** Passage provided **
The Trump-backed House Budget Reconciliation Bill, labeled in the graphic as “The Big Beautiful Bill,” dramatically shifts after-tax-and-transfer income in ways that disproportionately harm lower-income Americans — particularly Black Americans, who are overrepresented in the bottom two quintiles due to systemic racial economic disparities.

Key Takeaways from the Penn Wharton Budget Model (as of May 20, 2025):

1. Regressive Distributional Impact

  • The bottom 20% (1st quintile) earning $0–$17,000 will see a 13.6% drop in after-tax-and-transfer income, averaging a loss of $940 per person.

  • The second quintile ($17,000–$51,000) sees a 1.3% decline, averaging a loss of $580.

  • In contrast, the top 1% (incomes above $4.3 million) will gain $390,310 on average, a 3.1% increase.

This signals a stark upward redistribution of wealth — a tax-and-transfer policy that cuts benefits and redistributes gains to the wealthy.

** Tasks for this exercise **
(a) In the passage on the House budget bill, what average gain is given for the top 1%?
(b) Quote the passage on the House budget bill between "1. Regressive Distributional" and "to the wealthy.", inclusive.
The records after this point are separate from the passage on the House budget bill.

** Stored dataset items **
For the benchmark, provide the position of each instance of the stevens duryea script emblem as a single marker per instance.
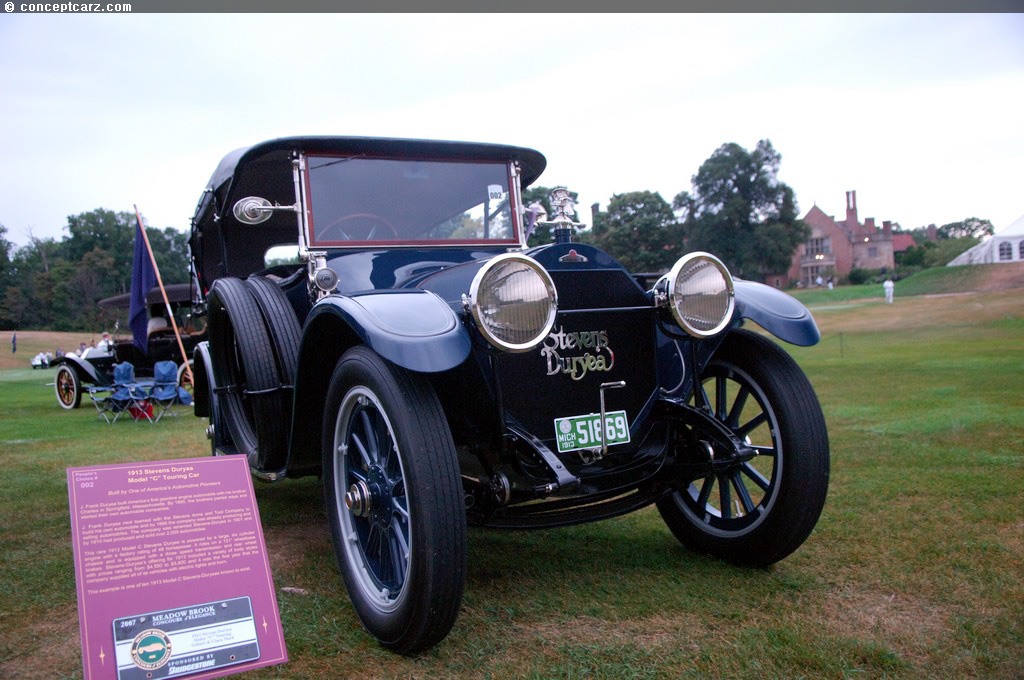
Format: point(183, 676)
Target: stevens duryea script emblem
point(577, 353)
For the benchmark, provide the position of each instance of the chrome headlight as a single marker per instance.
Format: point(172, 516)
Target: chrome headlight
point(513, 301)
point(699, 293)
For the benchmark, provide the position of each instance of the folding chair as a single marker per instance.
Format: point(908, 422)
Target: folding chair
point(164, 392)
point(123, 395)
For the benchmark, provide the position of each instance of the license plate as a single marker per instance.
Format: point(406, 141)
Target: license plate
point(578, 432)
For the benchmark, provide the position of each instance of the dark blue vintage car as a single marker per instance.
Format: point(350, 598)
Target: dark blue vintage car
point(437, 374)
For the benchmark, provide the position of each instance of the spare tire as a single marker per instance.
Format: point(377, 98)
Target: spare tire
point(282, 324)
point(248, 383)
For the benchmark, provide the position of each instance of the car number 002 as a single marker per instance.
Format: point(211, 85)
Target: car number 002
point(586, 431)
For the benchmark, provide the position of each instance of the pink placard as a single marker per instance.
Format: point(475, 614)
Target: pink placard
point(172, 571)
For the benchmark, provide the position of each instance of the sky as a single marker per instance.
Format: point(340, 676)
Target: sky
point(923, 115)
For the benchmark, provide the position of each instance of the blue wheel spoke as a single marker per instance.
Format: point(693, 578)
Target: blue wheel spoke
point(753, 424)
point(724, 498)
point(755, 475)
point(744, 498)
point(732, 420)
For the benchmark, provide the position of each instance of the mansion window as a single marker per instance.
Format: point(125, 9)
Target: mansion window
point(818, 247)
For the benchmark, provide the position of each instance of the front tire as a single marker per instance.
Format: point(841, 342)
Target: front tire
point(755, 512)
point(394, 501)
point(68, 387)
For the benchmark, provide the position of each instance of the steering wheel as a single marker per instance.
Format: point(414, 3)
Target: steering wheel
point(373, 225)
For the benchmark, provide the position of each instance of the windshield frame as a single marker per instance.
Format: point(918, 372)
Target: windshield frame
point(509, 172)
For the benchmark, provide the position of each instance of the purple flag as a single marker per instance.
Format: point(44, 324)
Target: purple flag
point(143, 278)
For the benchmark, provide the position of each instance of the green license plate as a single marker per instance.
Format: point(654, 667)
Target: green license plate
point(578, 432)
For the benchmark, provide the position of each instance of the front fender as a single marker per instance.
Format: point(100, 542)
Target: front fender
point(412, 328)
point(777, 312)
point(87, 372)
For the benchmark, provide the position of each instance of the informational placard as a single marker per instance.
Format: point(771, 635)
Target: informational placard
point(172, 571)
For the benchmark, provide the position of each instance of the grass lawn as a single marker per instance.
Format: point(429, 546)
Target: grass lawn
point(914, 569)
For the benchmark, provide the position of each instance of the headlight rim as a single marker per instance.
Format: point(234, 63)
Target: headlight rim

--

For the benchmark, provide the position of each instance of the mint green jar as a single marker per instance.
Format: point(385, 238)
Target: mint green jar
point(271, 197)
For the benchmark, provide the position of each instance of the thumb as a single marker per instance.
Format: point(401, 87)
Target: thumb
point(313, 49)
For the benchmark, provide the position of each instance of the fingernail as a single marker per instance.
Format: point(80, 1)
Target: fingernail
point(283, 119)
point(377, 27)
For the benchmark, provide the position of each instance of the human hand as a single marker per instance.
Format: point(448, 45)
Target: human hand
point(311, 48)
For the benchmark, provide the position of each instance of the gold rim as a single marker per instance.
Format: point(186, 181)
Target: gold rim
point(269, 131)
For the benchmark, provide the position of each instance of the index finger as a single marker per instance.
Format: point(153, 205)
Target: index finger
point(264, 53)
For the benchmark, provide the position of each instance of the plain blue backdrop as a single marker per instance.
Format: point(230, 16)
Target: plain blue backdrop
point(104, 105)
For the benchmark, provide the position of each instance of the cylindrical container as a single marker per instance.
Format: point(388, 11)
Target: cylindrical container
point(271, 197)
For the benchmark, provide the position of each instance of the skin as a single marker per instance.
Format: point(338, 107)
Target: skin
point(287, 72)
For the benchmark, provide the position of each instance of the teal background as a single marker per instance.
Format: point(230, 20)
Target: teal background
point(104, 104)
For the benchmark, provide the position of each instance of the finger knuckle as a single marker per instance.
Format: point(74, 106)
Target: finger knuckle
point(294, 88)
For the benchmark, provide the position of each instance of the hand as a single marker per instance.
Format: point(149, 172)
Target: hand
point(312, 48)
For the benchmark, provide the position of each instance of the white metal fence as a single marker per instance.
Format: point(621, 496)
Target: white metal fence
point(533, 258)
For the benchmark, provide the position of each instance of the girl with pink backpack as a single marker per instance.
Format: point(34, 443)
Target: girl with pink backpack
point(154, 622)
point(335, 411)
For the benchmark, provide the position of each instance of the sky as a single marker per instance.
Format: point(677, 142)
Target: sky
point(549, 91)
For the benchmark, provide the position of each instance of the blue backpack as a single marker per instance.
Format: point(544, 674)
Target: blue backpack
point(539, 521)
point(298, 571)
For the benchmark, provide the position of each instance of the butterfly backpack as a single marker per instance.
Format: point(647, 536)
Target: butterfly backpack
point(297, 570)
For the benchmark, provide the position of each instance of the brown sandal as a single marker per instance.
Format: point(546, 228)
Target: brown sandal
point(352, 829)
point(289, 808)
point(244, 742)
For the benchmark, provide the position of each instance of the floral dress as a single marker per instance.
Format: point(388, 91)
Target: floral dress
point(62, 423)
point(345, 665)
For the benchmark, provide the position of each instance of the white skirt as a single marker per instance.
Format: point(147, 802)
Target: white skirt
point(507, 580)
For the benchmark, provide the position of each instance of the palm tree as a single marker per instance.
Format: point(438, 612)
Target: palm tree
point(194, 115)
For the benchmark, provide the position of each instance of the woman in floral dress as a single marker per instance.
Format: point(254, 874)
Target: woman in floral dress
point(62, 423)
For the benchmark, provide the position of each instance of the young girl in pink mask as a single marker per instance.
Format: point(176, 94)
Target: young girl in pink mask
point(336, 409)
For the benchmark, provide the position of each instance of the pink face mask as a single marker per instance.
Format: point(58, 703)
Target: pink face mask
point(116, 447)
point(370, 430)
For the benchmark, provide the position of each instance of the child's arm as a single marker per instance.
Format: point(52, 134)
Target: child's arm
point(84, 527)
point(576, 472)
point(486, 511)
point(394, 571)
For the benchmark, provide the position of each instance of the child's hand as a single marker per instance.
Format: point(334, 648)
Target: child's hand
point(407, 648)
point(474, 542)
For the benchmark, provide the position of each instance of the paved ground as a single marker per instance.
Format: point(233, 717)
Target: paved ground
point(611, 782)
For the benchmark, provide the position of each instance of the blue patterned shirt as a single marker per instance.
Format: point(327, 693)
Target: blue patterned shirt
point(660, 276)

--

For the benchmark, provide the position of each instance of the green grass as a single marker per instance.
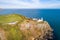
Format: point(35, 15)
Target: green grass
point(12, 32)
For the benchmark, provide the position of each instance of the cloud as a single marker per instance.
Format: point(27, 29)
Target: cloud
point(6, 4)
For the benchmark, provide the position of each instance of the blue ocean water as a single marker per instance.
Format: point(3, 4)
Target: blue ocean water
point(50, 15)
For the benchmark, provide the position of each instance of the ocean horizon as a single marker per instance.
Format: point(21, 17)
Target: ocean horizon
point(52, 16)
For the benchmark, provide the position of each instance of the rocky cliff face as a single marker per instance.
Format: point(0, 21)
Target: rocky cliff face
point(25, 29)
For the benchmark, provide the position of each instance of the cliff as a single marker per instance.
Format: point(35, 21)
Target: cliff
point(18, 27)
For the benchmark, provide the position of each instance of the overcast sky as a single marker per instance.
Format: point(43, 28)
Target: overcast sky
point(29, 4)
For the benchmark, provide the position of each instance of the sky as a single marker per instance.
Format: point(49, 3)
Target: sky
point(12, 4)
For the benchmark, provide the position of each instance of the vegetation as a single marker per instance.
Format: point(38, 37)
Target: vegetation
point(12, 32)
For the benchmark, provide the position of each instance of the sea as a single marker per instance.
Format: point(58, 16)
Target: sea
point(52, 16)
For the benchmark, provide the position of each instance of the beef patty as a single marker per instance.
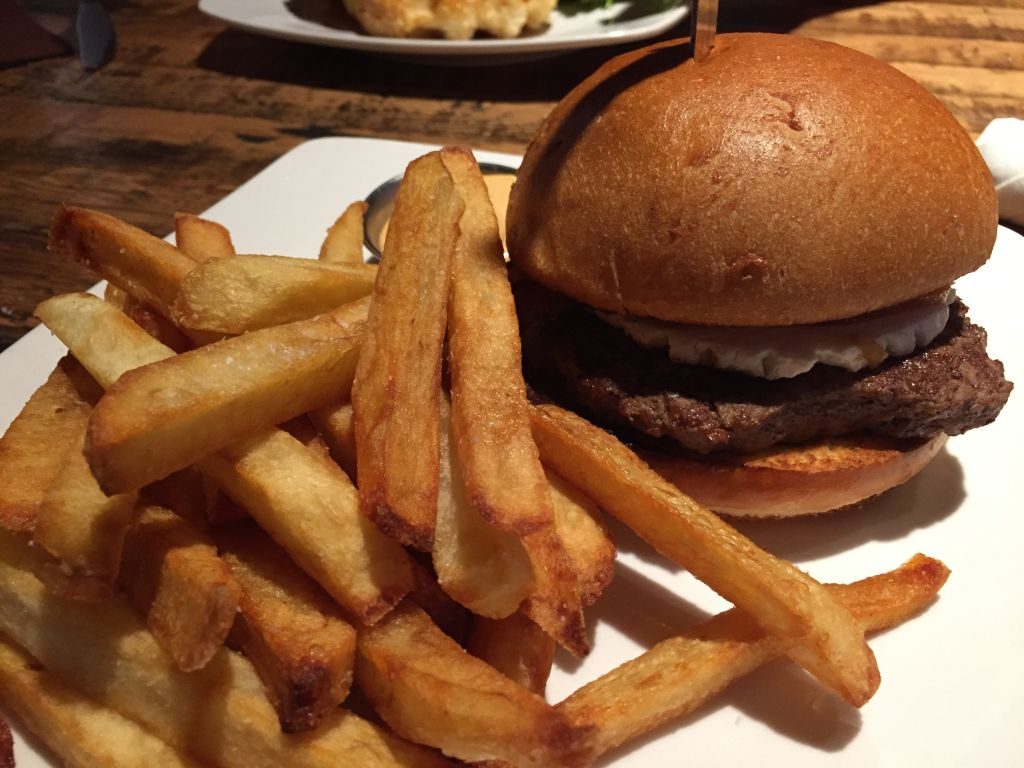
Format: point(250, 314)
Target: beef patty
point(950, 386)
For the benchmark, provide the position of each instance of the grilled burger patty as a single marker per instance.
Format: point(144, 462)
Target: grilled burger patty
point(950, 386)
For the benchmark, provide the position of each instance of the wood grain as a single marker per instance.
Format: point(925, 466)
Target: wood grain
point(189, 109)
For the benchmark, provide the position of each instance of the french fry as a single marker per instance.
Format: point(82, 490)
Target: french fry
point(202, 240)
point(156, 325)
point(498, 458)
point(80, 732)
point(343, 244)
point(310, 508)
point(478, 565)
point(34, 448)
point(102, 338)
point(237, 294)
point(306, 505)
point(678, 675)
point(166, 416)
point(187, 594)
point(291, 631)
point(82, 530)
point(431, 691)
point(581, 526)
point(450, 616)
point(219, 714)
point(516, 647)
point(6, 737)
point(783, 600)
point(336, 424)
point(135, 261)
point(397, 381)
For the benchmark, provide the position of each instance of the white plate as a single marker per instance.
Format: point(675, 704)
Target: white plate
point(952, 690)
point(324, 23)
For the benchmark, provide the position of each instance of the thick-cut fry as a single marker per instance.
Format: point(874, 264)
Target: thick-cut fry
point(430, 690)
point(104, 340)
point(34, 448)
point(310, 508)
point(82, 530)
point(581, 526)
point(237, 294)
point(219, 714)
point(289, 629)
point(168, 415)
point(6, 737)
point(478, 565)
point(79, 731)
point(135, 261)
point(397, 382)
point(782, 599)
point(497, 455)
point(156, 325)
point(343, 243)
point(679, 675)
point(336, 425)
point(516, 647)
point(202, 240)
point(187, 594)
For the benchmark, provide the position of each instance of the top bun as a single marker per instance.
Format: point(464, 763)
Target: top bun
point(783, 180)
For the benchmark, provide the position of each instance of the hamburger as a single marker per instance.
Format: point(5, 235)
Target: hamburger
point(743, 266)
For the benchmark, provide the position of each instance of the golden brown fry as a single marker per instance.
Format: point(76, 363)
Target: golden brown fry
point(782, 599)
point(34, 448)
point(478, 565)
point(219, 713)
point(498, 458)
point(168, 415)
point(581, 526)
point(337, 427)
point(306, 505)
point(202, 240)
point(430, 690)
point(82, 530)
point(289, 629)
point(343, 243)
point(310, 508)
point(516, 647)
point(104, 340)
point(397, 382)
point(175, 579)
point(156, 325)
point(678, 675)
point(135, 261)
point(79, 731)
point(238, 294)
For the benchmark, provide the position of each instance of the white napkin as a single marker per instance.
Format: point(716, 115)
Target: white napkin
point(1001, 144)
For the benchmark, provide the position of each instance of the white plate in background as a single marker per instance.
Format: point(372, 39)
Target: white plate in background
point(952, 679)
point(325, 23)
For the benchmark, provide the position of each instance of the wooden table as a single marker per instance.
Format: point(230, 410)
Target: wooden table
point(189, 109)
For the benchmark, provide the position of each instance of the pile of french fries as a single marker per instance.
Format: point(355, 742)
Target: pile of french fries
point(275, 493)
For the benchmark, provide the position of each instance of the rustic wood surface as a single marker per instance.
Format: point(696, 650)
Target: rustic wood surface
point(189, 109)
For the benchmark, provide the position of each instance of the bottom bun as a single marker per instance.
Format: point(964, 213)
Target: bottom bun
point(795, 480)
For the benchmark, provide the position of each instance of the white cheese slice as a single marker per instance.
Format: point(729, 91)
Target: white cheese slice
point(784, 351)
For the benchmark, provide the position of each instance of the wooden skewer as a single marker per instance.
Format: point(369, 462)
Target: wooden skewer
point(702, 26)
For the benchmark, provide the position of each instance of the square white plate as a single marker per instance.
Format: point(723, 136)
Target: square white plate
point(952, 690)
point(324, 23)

** Solutions to the exercise **
(a) An average gain of $390,310, a 3.1% increase.

(b)
1. Regressive Distributional Impact

  • The bottom 20% (1st quintile) earning $0–$17,000 will see a 13.6% drop in after-tax-and-transfer income, averaging a loss of $940 per person.

  • The second quintile ($17,000–$51,000) sees a 1.3% decline, averaging a loss of $580.

  • In contrast, the top 1% (incomes above $4.3 million) will gain $390,310 on average, a 3.1% increase.

This signals a stark upward redistribution of wealth — a tax-and-transfer policy that cuts benefits and redistributes gains to the wealthy.